═════ Exercise materials

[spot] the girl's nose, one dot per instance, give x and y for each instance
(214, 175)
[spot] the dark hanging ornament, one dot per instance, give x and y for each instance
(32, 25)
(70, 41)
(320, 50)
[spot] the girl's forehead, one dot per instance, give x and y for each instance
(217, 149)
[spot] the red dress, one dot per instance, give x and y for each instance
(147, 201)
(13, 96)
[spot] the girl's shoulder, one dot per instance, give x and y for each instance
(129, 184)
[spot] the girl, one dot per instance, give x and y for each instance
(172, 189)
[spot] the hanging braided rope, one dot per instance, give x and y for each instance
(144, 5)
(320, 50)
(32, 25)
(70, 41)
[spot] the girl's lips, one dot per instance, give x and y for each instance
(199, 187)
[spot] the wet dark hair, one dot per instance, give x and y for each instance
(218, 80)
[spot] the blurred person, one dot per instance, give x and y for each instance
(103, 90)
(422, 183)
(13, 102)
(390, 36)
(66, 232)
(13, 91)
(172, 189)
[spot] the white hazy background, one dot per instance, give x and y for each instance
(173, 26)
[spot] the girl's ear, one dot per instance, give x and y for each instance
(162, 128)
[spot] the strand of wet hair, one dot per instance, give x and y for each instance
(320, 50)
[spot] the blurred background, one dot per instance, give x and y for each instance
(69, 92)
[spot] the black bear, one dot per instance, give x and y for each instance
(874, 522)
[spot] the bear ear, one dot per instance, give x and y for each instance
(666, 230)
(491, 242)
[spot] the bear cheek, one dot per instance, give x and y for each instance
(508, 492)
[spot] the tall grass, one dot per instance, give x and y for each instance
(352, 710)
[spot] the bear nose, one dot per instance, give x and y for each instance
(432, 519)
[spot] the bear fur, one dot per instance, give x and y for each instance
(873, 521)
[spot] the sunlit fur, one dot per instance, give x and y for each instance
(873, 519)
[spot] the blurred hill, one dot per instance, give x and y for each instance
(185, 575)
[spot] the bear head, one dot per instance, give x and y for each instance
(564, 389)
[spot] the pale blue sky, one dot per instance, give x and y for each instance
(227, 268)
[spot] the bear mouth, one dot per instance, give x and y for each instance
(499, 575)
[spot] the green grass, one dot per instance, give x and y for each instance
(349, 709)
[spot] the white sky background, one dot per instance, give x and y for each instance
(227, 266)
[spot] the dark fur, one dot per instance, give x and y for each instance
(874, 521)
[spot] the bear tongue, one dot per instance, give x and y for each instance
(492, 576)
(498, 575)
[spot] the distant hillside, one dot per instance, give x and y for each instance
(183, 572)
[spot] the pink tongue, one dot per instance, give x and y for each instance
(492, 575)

══════════

- Task instructions: Can you format every line of the entries above as a JSON list of strings, one string per line, with blank lines left out?

- Finished exercise:
[
  "[spot] the girl's nose, one dot per instance, give x and y for each instance",
  "(214, 175)",
  "[spot] the dark hanging ornament, one dot per instance, give x and y for each instance",
  "(32, 25)",
  "(70, 41)",
  "(320, 50)",
  "[spot] the girl's forehead, one dot per instance, give x and y for each instance",
  "(217, 149)",
  "[spot] the red dress, one dot per instance, give x and y for each instance",
  "(147, 201)",
  "(13, 96)",
  "[spot] the girl's shoulder, one dot per instance, give x and y for each instance",
  "(129, 184)",
  "[spot] the girl, one dot per instance, give x and y for each instance",
  "(172, 189)",
  "[spot] the hanging braided rope, one dot per instance, give x and y for each instance",
  "(144, 5)",
  "(320, 50)",
  "(32, 25)",
  "(70, 41)",
  "[spot] the girl's lips, one dot per instance, give x and y for each instance",
  "(199, 187)",
  "[spot] the wet dark hair, one dot per instance, give x and y for each instance",
  "(218, 80)",
  "[spot] the blurred person, one dot per instance, give x and y for each instance",
  "(103, 90)",
  "(422, 183)",
  "(13, 102)",
  "(390, 36)",
  "(66, 232)",
  "(13, 91)",
  "(172, 189)",
  "[spot] the white hazy background, one dot per instance, give x and y for each instance",
  "(173, 26)",
  "[spot] the girl's ear, one dot per instance, give x and y for each instance",
  "(162, 128)",
  "[spot] the strand of wet hair, one dot per instance, give x and y for each instance",
  "(320, 50)",
  "[spot] the blurred background, one dot per instance, give x and y for each instance",
  "(69, 92)",
  "[spot] the black bear, one dot per instance, give x and y for each instance",
  "(874, 522)",
  "[spot] the bear ear, one dot per instance, give x and y for each instance",
  "(666, 230)",
  "(491, 242)",
  "[spot] the bear cheek, one dot per instance, give x and y for each instance",
  "(508, 492)",
  "[spot] the tall grass, one dot per instance, give x and y for each instance",
  "(352, 710)",
  "[spot] the bear nose, one dot per instance, give x and y for each instance",
  "(432, 519)",
  "[spot] the bear fur, one dot per instance, give x and y for each instance",
  "(873, 521)",
  "[spot] the sunlit fur, one dot per instance, give x and y for each instance",
  "(873, 519)",
  "[spot] the blurred hill, one dot per instance, give x and y for each instance",
  "(185, 575)",
  "[spot] the bear head, one dot per instance, give x and y for each instance",
  "(564, 389)",
  "[spot] the pale blue sky, one dot per instance, give x and y for each instance",
  "(227, 268)",
  "[spot] the bear mouth, one dot per instance, give x and y for each instance",
  "(499, 575)",
  "[spot] the green grass, one dot per instance, give x and y for each instance",
  "(349, 709)",
  "[spot] the white sky background, one dot per instance, give x and y for each instance",
  "(227, 266)",
  "[spot] the dark fur, one dot per instance, give x and y for each instance",
  "(874, 521)",
  "[spot] the bear tongue, one dot per instance, give x and y for each instance",
  "(492, 576)",
  "(498, 575)",
  "[spot] the distant hillside, one dot per instance, give x and y for each instance",
  "(183, 572)",
  "[spot] the pink tongue, one dot per instance, give x and y for each instance",
  "(492, 575)"
]